=== TASK MATERIAL ===
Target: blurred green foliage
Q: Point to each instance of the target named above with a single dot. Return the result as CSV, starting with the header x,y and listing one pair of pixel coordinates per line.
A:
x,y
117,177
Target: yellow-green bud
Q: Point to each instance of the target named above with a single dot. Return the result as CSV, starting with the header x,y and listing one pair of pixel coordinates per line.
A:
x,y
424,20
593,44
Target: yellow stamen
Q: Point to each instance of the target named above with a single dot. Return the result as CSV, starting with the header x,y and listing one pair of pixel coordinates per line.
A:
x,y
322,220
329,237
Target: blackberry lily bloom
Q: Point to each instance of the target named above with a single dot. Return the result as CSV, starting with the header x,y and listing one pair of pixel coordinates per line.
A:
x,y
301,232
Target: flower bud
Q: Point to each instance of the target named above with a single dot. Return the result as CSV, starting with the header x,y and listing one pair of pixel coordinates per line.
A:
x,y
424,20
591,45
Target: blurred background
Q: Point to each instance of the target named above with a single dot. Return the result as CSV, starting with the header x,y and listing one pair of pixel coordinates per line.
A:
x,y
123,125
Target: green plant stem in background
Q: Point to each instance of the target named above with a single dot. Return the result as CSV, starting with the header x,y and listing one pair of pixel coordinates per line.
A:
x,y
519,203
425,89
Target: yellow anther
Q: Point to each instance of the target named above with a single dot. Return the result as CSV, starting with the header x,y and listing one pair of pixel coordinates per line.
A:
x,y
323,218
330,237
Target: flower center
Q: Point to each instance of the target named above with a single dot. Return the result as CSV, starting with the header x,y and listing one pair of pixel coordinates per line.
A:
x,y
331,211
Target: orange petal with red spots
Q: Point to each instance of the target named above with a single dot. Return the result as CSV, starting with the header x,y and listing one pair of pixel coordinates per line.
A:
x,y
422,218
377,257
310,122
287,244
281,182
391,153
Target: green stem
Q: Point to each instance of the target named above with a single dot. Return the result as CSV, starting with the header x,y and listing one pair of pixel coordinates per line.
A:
===
=== TASK MATERIAL ===
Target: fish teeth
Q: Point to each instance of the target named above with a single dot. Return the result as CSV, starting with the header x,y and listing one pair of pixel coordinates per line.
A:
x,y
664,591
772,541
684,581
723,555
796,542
===
→ **EXERCISE**
Gather every line in the records that contains the word "green". Case counts, so only count matches in the same upper and lower case.

→ **THE RESPONSE**
Target: blurred green foliage
Target: yellow-green bud
Target: green plant stem in background
Target: green stem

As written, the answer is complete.